'''

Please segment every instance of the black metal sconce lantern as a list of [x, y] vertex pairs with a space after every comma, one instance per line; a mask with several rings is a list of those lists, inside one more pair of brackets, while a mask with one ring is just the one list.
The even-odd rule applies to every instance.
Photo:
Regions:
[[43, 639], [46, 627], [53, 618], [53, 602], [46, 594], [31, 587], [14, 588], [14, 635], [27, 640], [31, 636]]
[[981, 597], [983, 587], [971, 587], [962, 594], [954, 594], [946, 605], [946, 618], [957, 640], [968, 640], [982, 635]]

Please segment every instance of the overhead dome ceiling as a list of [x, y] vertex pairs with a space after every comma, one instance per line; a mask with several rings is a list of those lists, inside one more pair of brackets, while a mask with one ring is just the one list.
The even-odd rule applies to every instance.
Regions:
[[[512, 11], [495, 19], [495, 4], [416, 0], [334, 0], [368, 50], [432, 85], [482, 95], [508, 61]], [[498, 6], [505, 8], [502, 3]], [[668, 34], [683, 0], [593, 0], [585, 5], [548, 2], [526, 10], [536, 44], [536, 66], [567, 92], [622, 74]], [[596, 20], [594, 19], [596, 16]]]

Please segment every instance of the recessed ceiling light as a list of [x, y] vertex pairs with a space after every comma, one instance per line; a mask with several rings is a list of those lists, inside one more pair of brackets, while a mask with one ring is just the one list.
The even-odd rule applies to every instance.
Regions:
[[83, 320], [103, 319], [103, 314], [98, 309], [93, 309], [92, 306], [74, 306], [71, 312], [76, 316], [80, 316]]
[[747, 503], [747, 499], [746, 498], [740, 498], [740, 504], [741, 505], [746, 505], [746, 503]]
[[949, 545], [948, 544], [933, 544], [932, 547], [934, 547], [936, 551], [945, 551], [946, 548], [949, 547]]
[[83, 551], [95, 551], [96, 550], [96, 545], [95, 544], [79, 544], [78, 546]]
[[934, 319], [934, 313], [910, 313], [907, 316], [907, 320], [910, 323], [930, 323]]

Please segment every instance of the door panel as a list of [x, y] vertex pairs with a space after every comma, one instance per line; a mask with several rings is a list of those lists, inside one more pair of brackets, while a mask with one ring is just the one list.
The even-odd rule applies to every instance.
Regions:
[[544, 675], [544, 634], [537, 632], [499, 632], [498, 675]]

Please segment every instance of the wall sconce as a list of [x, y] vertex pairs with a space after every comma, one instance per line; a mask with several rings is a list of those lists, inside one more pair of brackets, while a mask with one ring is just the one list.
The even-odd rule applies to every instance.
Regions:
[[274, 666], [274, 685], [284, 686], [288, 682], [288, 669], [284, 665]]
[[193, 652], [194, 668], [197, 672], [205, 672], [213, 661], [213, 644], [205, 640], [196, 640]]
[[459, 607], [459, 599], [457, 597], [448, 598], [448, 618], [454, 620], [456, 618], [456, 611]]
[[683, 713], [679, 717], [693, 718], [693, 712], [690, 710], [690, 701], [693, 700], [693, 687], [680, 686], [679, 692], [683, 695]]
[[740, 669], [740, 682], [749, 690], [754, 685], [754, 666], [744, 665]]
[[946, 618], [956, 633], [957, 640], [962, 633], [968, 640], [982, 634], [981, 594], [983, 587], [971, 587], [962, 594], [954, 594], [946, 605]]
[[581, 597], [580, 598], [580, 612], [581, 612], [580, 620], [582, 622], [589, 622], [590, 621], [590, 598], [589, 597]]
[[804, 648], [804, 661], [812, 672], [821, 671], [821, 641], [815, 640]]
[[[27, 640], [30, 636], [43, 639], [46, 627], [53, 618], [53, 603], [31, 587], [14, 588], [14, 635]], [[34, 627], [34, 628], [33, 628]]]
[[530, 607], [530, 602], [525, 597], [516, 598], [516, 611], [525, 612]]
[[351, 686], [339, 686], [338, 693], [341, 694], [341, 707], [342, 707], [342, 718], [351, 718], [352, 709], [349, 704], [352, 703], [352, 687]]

'''

WHAT IS BEING ASKED >>
Write all the data out again, word for word.

ANSWER SPACE >>
Please segment every instance of the black metal sconce lantern as a list of [x, y] vertex pairs with a space after every comma, one instance per line; a mask with several rings is a list of those lists, inside one more pair of brackets, while a mask with one ring is just the one list.
The even-odd rule applies to every instance.
Photo:
Regions:
[[43, 639], [46, 627], [53, 618], [53, 602], [46, 594], [31, 587], [14, 588], [14, 635], [27, 640], [31, 636]]
[[981, 597], [983, 587], [971, 587], [962, 594], [954, 594], [946, 605], [946, 618], [957, 640], [968, 640], [982, 635]]

Please segment every instance of the overhead dome ceiling as a list of [x, y] vertex pairs with a space after every comma, one instance per line; a mask with several rings is a list of those lists, inside one more pair of brackets, while a mask with one ring is just the one list.
The even-odd rule applies to every instance.
Regions:
[[[512, 11], [495, 19], [495, 4], [416, 0], [334, 0], [368, 50], [432, 85], [482, 95], [508, 61]], [[498, 6], [505, 8], [502, 3]], [[668, 34], [683, 0], [593, 0], [585, 5], [548, 2], [526, 10], [536, 44], [536, 66], [567, 92], [622, 74]], [[596, 20], [594, 19], [596, 16]]]

Please segment every instance of the recessed ceiling light as a list of [x, y] vertex pairs with a space after every comma, one instance per line; a mask with several rings is a list of those lists, inside one more pair of brackets, while a mask with one ring is just the one list.
The even-odd rule applies to every instance.
Regions:
[[83, 320], [103, 319], [103, 314], [98, 309], [93, 309], [92, 306], [74, 306], [71, 312], [76, 316], [80, 316]]
[[747, 503], [747, 499], [746, 498], [740, 498], [740, 504], [741, 505], [746, 505], [746, 503]]
[[949, 545], [948, 544], [933, 544], [932, 547], [934, 547], [936, 551], [945, 551], [946, 548], [949, 547]]
[[83, 551], [95, 551], [96, 550], [96, 545], [95, 544], [79, 544], [78, 546]]
[[934, 319], [934, 313], [910, 313], [907, 316], [907, 320], [910, 323], [930, 323]]

Please segment every instance of the door panel as a list of [x, y] vertex pairs with a space after every comma, one instance per line; a mask with several rings is a list of those lists, inside one more pair of brackets, while a mask with one ring is just the one list.
The even-odd rule applies to every instance.
Regions:
[[544, 675], [544, 634], [537, 632], [499, 632], [498, 675]]

Please segment every instance of the wall sconce as a list of [x, y] vertex pairs with a space after every comma, one instance per line; a mask with several rings is a list of those lists, inside one more pair of brackets, while a mask with one ring is just the one list.
The even-odd rule applies to every instance.
Regions:
[[274, 666], [274, 685], [284, 686], [288, 682], [288, 669], [284, 665]]
[[193, 652], [194, 668], [197, 672], [205, 672], [213, 661], [213, 644], [205, 640], [196, 640]]
[[459, 607], [459, 599], [457, 597], [448, 598], [448, 618], [454, 620], [456, 618], [456, 611]]
[[683, 713], [679, 717], [693, 718], [693, 712], [690, 710], [690, 701], [693, 700], [693, 687], [680, 686], [679, 692], [683, 695]]
[[740, 669], [740, 682], [749, 690], [754, 685], [754, 666], [744, 665]]
[[946, 618], [956, 633], [957, 640], [962, 633], [968, 640], [982, 634], [981, 594], [983, 587], [971, 587], [962, 594], [954, 594], [946, 605]]
[[581, 597], [580, 598], [580, 612], [581, 612], [580, 620], [582, 622], [589, 622], [590, 621], [590, 598], [589, 597]]
[[804, 648], [804, 661], [812, 672], [821, 671], [821, 641], [815, 640]]
[[[27, 640], [30, 636], [43, 639], [46, 627], [53, 618], [53, 603], [31, 587], [14, 588], [14, 635]], [[34, 627], [34, 628], [33, 628]]]
[[530, 607], [530, 602], [525, 597], [516, 598], [516, 611], [525, 612]]
[[351, 686], [339, 686], [338, 693], [341, 694], [341, 707], [342, 707], [342, 718], [351, 718], [352, 709], [349, 704], [352, 703], [352, 687]]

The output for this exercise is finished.